**Records**
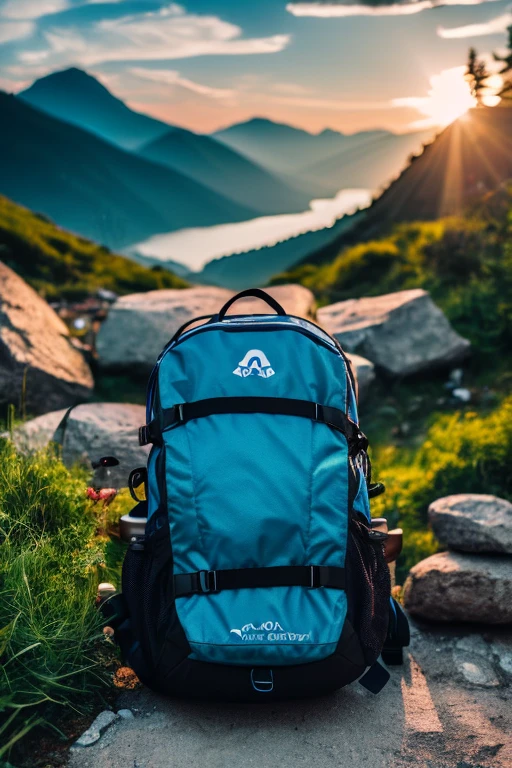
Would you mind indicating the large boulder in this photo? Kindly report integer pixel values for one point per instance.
(92, 430)
(40, 370)
(473, 522)
(451, 586)
(138, 326)
(402, 333)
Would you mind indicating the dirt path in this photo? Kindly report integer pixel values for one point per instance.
(449, 707)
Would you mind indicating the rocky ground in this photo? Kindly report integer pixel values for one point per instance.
(448, 707)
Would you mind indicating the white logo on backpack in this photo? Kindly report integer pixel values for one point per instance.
(271, 631)
(255, 363)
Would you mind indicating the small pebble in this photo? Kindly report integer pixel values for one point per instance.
(126, 714)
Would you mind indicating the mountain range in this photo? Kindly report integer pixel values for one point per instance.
(78, 98)
(324, 162)
(94, 188)
(468, 158)
(75, 152)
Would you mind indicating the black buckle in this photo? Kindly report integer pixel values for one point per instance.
(179, 417)
(208, 581)
(144, 436)
(319, 412)
(314, 578)
(358, 443)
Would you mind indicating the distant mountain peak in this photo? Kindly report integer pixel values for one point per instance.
(70, 76)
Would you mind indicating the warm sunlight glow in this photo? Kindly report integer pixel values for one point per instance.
(448, 98)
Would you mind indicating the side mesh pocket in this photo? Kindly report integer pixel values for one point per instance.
(368, 588)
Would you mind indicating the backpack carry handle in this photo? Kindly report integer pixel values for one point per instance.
(256, 293)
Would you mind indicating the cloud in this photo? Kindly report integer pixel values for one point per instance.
(329, 10)
(492, 27)
(337, 105)
(449, 97)
(32, 9)
(172, 77)
(36, 9)
(15, 30)
(166, 34)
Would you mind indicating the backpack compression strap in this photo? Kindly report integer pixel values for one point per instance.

**Requirements**
Please rewrite all the rows above, changing "integer pixel values" to "whole-number pixel coordinates" and leaving everything else the same. Don't include the pictures.

**Written answer**
Would you mind indicating the large boulder in this photo? Kindly report whole-number pixel coordinates for one point per instance.
(92, 430)
(40, 370)
(473, 522)
(451, 586)
(138, 326)
(402, 333)
Would you mind indicating the dirt path in this photo? Kindly report whole-number pixel coordinates for one point per instance.
(449, 707)
Would you mind indicating the rocky ground in this photo? Kindly report whole-number pixel coordinates for one point per instance.
(448, 707)
Would you mind indicating the white logo on backpack in this photo? Kindly report whole-number pixel coordinates for one point per instance.
(271, 631)
(255, 363)
Would you mind indicating the small pebble in this photo? Kindly report whole-number pixel coordinates for one point per instance.
(126, 714)
Would you mind indicating the mountain range in this photo? Kindly report whole-number pixel coordinates for one point per instance.
(78, 98)
(324, 162)
(94, 188)
(468, 158)
(75, 152)
Would you mind indicating the black buckle in this photo? Kindly report whole-number pixel coordinates for one point per instance.
(179, 417)
(208, 581)
(144, 436)
(319, 412)
(314, 578)
(358, 443)
Would you mind indicating the distant mountain peak in this photo? Kindly report whole-number pixel coordinates for one point per instance.
(70, 76)
Would you mind indicating the warm sunlight glow in this photo? Kindly report whole-number pixel coordinates for one point per instance.
(448, 98)
Would you mind indicating the side mesh pocket in this photo? Kindly report whole-number pixel coordinates for one point per instance.
(368, 588)
Would you mind indicating the backpack carry handle in this photo? Kindly report whole-number pixel coordinates for one point per instance.
(256, 293)
Would you mind indicating the cloud in this photo? Kindly report whole-number pixel coordinates for one point per instance.
(329, 10)
(492, 27)
(337, 105)
(449, 97)
(32, 9)
(172, 77)
(36, 9)
(15, 30)
(166, 34)
Would you mind indicating the backpack compression strap in this photo? Kindly report whole-number pixel coordinates for one point per instance.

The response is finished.